A jail in Harris County, Texas, is giving inmates an overdose-reversing drug upon completion of their sentences, according to reporting by the Houston Chronicle.
Every month, staff at the Harris County jail will pass out two-dose kits of naloxone to more than 100 at-risk inmates as they head home, according to the Chronicle, in an effort to slow fatal overdoses in the state.
Jails in Chicago, Pittsburgh and New York City have been dolling the drug out to departing inmates for a few years now in an effort to protect them from overdoses during a vulnerable period--reentry into society--but also equip them to save friends and family who struggle with opioid misuse. The Harris County jail is the second such facility in Texas to participate in the grant-funded program.
"We know that many individuals are going to be detoxing while they're in our custody, and we know that people are highly susceptible to overdose upon release," Harris County Sheriff Ed Gonzalez told the Chronicle. "We want to at least be proactive on providing a tool—an evidence-based practice—to help save lives."

Naloxone, which blocks the effects of opioids, remains under-prescribed and underused despite being available over the counter, according to the Centers for Disease Control and Prevention (CDC). It's effective against heroin, which led to 15,482 overdoses in 2017, prescription painkillers (17,029 deaths) and even fentanyl (28,466), according to the CDC.
According to the Chronicle, the prison's naloxone program is covered by federal grant dollars overseen by the University of Texas Health Science Center at San Antonio of Nursing. Lisa Cleveland, an associate professor at the school, oversees the $19 million used to purchase and distribute the drug to jails and other high-risk communities.
Cleveland told the Chronicle that people released from prison are 40 times more likely to die of overdoses in the first two weeks of their reentry than the general population. It's not the only obstacle facing formerly incarcerated individuals. Seventy-seven percent of them are rearrested within five years, according to the Brookings Institute, while 27 percent are unable to find jobs, according to the Prison Policy Initiative.
Chicago-based Cook County Jail has saved more than 100 lives thus far by passing out thousands of naloxone kits and teaching inmates how to use them, according to reporting by CBS Chicago.
"I was with a friend. He injected heroin, and then he fell down and started turning blue," former inmate Jessica Goodman told the local station. Since she had naloxone kits from the county jail, she was able to reverse the overdose.
In Pittsburgh, the Allegheny County jail passed out more than 1,400 kits between October 2016 and February 2016. Nearly half of the people in the county who died of opioid-related overdose deaths in 2015 had previously spent time in prison, according to reporting by the Pittsburgh Post-Gazette.
During a class in 2018, inmates in New York's Queensboro Correctional Facility were surprised to learn they could've saved their friends or relatives with such a simple product, according to reporting by Retuers.
The efforts are dubbed "harm reduction" by public health experts, and fall under the same category as supervised injection sites, needle distribution programs and alternative therapies.
Among other things, harm reduction "accepts, for better and or worse, that licit and illicit drug use is part of our world and chooses to work to minimize its harmful effects rather than simply ignore or condemn them," according to the Harm Reduction Coalition.

→ **Information provided**
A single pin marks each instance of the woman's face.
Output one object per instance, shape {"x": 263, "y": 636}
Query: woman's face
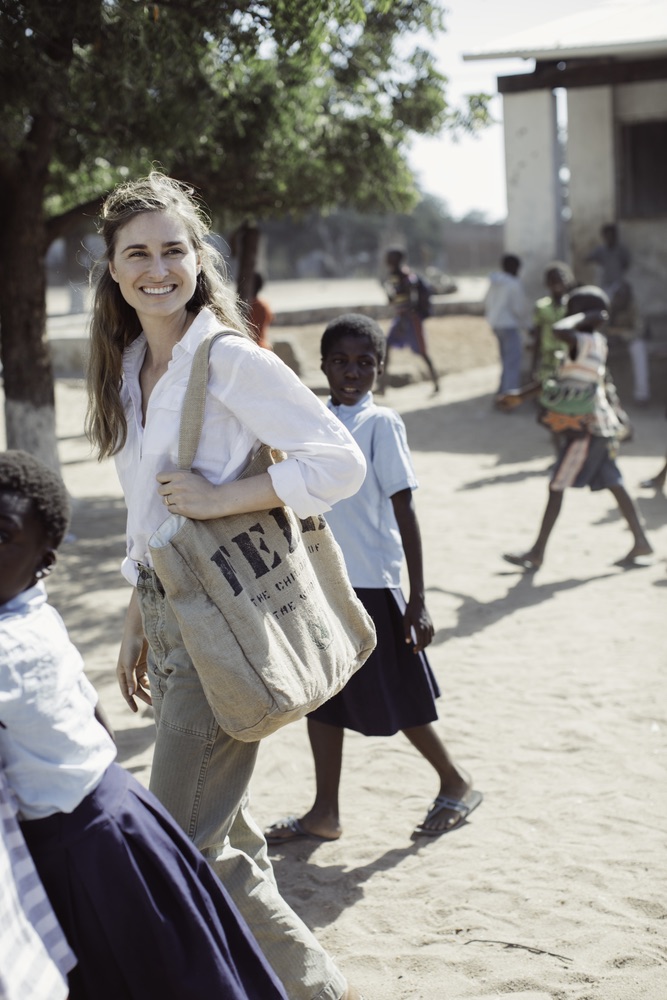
{"x": 155, "y": 265}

→ **What is being asked**
Condense the paragraph of the naloxone article above that begins "Cleveland told the Chronicle" into a bulleted list that retains its main facts.

→ **Solution below**
- According to Lisa Cleveland, people released from prison are 40 times more likely than the general population to die of overdoses in the first two weeks after reentry.
- Seventy-seven percent of formerly incarcerated individuals are rearrested within five years (Brookings Institute).
- Twenty-seven percent of them are unable to find jobs (Prison Policy Initiative).